-- AVAILABLE RECORDS --
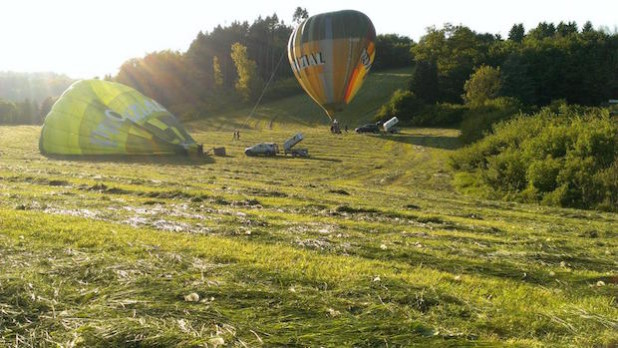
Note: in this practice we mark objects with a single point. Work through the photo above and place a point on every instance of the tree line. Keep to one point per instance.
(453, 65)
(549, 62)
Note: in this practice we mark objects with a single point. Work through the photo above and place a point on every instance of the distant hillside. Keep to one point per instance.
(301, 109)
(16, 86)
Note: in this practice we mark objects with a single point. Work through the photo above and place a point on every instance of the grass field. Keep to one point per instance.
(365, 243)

---

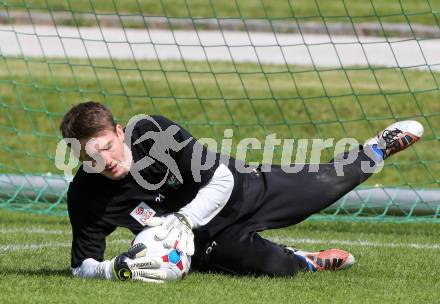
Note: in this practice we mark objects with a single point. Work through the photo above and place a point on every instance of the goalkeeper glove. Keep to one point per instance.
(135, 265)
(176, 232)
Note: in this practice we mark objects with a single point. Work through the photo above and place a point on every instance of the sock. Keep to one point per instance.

--

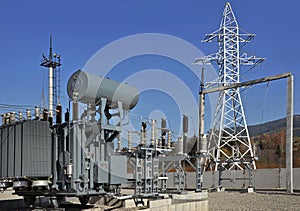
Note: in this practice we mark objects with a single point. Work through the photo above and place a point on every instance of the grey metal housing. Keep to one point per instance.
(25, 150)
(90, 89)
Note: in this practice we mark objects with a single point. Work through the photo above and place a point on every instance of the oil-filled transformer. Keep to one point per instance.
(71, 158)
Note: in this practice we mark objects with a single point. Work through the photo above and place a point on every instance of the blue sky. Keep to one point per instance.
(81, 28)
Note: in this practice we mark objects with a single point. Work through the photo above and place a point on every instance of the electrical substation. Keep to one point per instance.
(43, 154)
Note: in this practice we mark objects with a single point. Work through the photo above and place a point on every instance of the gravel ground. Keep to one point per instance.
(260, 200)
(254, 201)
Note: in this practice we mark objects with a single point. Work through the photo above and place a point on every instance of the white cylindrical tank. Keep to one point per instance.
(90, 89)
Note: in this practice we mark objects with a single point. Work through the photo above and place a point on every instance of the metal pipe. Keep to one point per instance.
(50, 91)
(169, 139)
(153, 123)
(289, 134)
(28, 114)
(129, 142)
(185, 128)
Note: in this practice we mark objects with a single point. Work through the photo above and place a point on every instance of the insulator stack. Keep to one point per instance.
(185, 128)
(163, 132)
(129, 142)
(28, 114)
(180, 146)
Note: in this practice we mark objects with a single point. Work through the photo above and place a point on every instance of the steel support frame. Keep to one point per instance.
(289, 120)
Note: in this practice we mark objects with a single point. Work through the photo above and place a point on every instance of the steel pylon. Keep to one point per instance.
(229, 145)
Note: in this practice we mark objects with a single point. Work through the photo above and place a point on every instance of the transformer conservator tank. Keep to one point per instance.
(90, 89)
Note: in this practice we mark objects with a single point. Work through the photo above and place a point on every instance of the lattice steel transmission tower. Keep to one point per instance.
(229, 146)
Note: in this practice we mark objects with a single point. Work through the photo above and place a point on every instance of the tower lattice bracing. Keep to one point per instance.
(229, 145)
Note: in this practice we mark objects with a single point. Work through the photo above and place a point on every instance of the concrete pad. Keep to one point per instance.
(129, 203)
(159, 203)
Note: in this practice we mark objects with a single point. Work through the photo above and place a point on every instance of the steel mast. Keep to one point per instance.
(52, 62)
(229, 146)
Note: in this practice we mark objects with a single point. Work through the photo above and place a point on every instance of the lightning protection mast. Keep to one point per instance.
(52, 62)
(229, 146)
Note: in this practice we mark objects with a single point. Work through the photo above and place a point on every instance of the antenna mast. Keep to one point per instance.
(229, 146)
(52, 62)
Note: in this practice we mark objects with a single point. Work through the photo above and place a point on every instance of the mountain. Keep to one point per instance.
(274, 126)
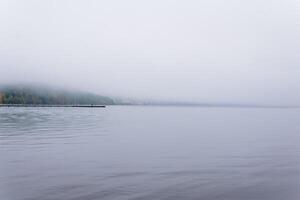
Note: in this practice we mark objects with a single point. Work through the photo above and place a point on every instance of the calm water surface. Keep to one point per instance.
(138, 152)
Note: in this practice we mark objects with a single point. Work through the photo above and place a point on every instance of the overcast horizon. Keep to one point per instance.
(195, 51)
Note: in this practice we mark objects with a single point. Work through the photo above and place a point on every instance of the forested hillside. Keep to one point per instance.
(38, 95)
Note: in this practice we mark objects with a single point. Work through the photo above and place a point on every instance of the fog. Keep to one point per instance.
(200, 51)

-- PROBLEM REQUIREMENTS --
Identify each row above that contains the word "mast", and copy every one of those rows in full.

-- FINISHED TASK --
Note: in this practice we mark objects with a single point. Work through the photo above and place a point on every instance of the steel mast. Keep to one point per instance.
Note: in this practice we mark objects with a single point. Work through the photo above and place a point on every instance of the lightning protection mast. Keep to one point per instance.
Note: in this practice we mark objects with a single point. Work through the photo above and place a point on every instance of the antenna mast. Keep to one point per instance.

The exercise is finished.